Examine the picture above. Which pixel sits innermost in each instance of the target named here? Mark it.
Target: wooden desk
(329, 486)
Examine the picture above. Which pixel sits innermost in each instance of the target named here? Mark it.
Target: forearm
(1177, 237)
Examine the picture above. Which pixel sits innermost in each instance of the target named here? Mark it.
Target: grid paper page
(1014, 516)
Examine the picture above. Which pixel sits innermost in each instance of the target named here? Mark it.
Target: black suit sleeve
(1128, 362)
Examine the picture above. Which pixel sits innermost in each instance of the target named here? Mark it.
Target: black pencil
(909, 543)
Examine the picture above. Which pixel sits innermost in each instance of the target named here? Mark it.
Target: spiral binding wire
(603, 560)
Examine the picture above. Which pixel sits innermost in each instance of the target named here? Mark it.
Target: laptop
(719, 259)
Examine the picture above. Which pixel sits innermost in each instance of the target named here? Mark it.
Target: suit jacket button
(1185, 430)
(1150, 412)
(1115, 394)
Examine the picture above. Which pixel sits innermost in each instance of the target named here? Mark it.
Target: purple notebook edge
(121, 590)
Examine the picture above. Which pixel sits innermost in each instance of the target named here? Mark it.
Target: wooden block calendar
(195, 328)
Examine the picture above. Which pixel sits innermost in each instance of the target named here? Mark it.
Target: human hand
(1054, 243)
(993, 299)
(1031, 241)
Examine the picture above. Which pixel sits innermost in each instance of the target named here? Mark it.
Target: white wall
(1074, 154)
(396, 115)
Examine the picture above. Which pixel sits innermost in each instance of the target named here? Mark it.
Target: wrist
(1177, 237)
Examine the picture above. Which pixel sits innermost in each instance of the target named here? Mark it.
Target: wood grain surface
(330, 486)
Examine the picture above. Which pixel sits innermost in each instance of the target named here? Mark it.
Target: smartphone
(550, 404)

# # # # #

> [DIRECTIONS]:
Each line of the material above needs to be quoted exactly, please.

> [SOLUTION TO THE PROBLEM]:
Examine the picture above. Which pixel sits innermost in each instance of the target named here? Mark it.
Target: wooden desk
(329, 486)
Examine the picture above. Which pixel sits innermost in each instance of the target named here? Mark it.
Target: forearm
(1177, 237)
Examine the picture above. Which pixel sits innermost in each instance of the target named here? Mark it.
Target: grid paper page
(1014, 516)
Examine the picture above. Which pixel sits innermost in each instance of the target named here? Mark it.
Target: black suit sleeve
(1128, 362)
Examine the picture above. Which pixel sits innermost in each instance of the target named here? Mark it.
Target: black pencil
(909, 543)
Examine the picture above. Which pixel sits innermost in each instance of the target named here? Mark it.
Target: spiral binding wire
(603, 560)
Examine the picture above. Which pixel sits innermost in each instance of the target named here? Mark it.
Target: laptop
(719, 259)
Examine the picture above. Which pixel sits innermost in each instance of the target named here? Mark it.
Target: suit jacket button
(1185, 430)
(1150, 412)
(1115, 394)
Examine the picture above. Which pixel sits innermost in each instance of the target named here? Mark it.
Target: purple notebook edge
(121, 590)
Examine the picture above. Which pixel sits innermost in each instance of the target named here? Mark it.
Target: wooden block calendar
(195, 328)
Examine the picture above. Which pixel sits innermost in each instance of the target named here? Mark it.
Target: human hand
(1054, 243)
(993, 299)
(1031, 241)
Examine the picture above. Which pixel sits innermost in each instance of the target named here? Mark it.
Target: white wall
(1074, 154)
(396, 115)
Examine the picture above. Which pixel sits innermost in each instance of the target named here? Mark it.
Target: wrist
(1177, 237)
Examine the picture above. Which pixel sits innermost in each instance of the target named here? Mark it.
Target: wood grain surface
(330, 486)
Examine the picture above. Which pixel sits innermost in each instance of the target named here? Mark it.
Target: smartphone
(550, 404)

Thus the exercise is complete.